# Start of Data records
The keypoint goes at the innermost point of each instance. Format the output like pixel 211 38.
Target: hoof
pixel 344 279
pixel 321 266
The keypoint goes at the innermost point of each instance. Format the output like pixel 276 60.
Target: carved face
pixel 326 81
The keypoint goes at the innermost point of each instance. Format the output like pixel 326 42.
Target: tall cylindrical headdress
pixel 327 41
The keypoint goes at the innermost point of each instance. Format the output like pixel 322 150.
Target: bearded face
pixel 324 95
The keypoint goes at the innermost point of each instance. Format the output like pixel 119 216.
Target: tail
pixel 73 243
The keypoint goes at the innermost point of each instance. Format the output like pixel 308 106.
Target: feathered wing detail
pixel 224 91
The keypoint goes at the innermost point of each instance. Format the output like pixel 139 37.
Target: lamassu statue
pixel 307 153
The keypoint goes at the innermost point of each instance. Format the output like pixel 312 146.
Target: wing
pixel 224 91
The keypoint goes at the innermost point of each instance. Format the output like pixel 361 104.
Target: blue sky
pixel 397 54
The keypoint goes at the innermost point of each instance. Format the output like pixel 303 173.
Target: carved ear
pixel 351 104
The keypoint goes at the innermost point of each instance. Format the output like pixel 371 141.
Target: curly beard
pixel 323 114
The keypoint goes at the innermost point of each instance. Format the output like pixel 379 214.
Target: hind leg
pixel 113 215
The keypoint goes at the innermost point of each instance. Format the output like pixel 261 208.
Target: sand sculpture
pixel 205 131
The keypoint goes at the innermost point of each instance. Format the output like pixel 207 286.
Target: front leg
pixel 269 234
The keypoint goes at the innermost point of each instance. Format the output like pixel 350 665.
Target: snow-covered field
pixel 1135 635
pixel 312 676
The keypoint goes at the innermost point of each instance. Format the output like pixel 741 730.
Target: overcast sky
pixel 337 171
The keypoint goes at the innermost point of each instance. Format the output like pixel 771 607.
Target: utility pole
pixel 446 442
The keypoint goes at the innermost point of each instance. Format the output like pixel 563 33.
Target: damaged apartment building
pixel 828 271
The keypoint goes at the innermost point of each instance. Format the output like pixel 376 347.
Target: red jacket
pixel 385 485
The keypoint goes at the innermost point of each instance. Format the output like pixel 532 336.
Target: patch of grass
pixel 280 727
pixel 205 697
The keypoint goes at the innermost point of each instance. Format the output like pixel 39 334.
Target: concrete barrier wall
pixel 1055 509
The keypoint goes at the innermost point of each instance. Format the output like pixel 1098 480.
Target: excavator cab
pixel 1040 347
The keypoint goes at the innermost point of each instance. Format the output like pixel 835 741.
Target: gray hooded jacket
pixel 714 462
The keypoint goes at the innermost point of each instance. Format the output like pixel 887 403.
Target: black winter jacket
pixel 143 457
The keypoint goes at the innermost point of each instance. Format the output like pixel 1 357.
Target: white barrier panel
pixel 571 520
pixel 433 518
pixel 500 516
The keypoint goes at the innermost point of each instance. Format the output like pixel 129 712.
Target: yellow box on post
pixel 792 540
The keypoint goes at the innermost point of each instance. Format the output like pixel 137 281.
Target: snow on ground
# End of Data records
» What this task involves:
Convert all of the material above into a Markdown table with two columns, Row and Line. Number each non-blank line in order and skip any blank lines.

» Problem solution:
| Row | Line |
|---|---|
| 1 | The keypoint goes at the innermost point of each instance. Format the output like pixel 211 38. |
| 2 | Target: hoof |
| 3 | pixel 344 279 |
| 4 | pixel 321 266 |
| 5 | The keypoint goes at the innermost point of each instance. Format the output like pixel 276 60. |
| 6 | Target: carved face |
| 7 | pixel 326 81 |
| 8 | The keypoint goes at the innermost point of each instance. Format the output like pixel 326 42. |
| 9 | Target: tall cylindrical headdress |
| 10 | pixel 327 41 |
| 11 | The keypoint goes at the innermost point of each instance. Format the output like pixel 322 150. |
| 12 | Target: bearded face |
| 13 | pixel 324 95 |
| 14 | The keypoint goes at the innermost point of each instance. Format the output like pixel 119 216. |
| 15 | Target: tail |
| 16 | pixel 73 243 |
| 17 | The keypoint goes at the innermost point of each instance. Format the output like pixel 308 106. |
| 18 | Target: feathered wing detail |
| 19 | pixel 224 91 |
| 20 | The keypoint goes at the innermost point of each instance. Format the output like pixel 139 37. |
| 21 | Target: lamassu statue |
| 22 | pixel 307 153 |
| 23 | The keypoint goes at the innermost point of each instance. Format the output like pixel 312 146. |
| 24 | Target: wing |
| 25 | pixel 224 91 |
| 26 | The keypoint goes at the innermost point of each instance. Format the output like pixel 361 104. |
| 27 | Target: blue sky |
| 28 | pixel 397 54 |
| 29 | The keypoint goes at the innermost point of each instance. Format the output like pixel 303 173. |
| 30 | Target: carved ear |
| 31 | pixel 351 104 |
| 32 | The keypoint goes at the innermost point of each instance. Format the output like pixel 371 141. |
| 33 | Target: curly beard |
| 34 | pixel 323 114 |
| 35 | The keypoint goes at the innermost point of each instance. Format the output like pixel 379 214. |
| 36 | Target: hind leg |
| 37 | pixel 113 215 |
| 38 | The keypoint goes at the innermost point of each instance. Format the output like pixel 261 208. |
| 39 | Target: sand sculpture |
| 40 | pixel 205 131 |
| 41 | The keypoint goes at the innermost point of each instance. Format the output like pixel 207 286. |
| 42 | Target: front leg |
| 43 | pixel 269 234 |
| 44 | The keypoint goes at the innermost point of each instance. Format the output like pixel 350 665. |
| 45 | Target: snow-covered field |
| 46 | pixel 1135 635 |
| 47 | pixel 312 676 |
| 48 | The keypoint goes at the innermost point of each instance. Format the output like pixel 741 730. |
| 49 | Target: overcast sky |
| 50 | pixel 337 171 |
| 51 | The keypoint goes at the innermost point of each instance. Format the output like pixel 771 607. |
| 52 | Target: utility pole |
| 53 | pixel 446 442 |
| 54 | The keypoint goes at the innermost point of each instance. Format the output like pixel 563 33. |
| 55 | Target: damaged apartment building |
| 56 | pixel 828 271 |
| 57 | The keypoint goes at the innermost point of each instance. Format the output like pixel 376 347. |
| 58 | Target: red jacket |
| 59 | pixel 385 485 |
| 60 | The keypoint goes at the innermost point of each instance. Format the output like pixel 532 336. |
| 61 | Target: patch of grass |
| 62 | pixel 280 727 |
| 63 | pixel 205 697 |
| 64 | The keypoint goes at the innermost point of each instance. Format the output like pixel 39 334. |
| 65 | Target: concrete barrier wall |
| 66 | pixel 1055 509 |
| 67 | The keypoint goes at the innermost point of each instance. Format the output like pixel 1098 480. |
| 68 | Target: excavator cab |
| 69 | pixel 1040 347 |
| 70 | The keypoint goes at the innermost point of each instance. Format the output like pixel 835 741. |
| 71 | Target: gray hooded jacket |
| 72 | pixel 714 462 |
| 73 | The keypoint goes at the innermost point of each instance. Format the output like pixel 887 403. |
| 74 | Target: black winter jacket |
| 75 | pixel 143 457 |
| 76 | The keypoint goes at the innermost point of each instance. Format the output like pixel 1 357. |
| 77 | Target: white barrier panel |
| 78 | pixel 571 520 |
| 79 | pixel 433 518 |
| 80 | pixel 500 516 |
| 81 | The keypoint goes at the innermost point of each instance. Format the output like pixel 129 712. |
| 82 | Target: yellow box on post |
| 83 | pixel 792 540 |
| 84 | The keypoint goes at the innermost point of each instance. Format the output like pixel 137 281. |
| 85 | Target: snow on ground |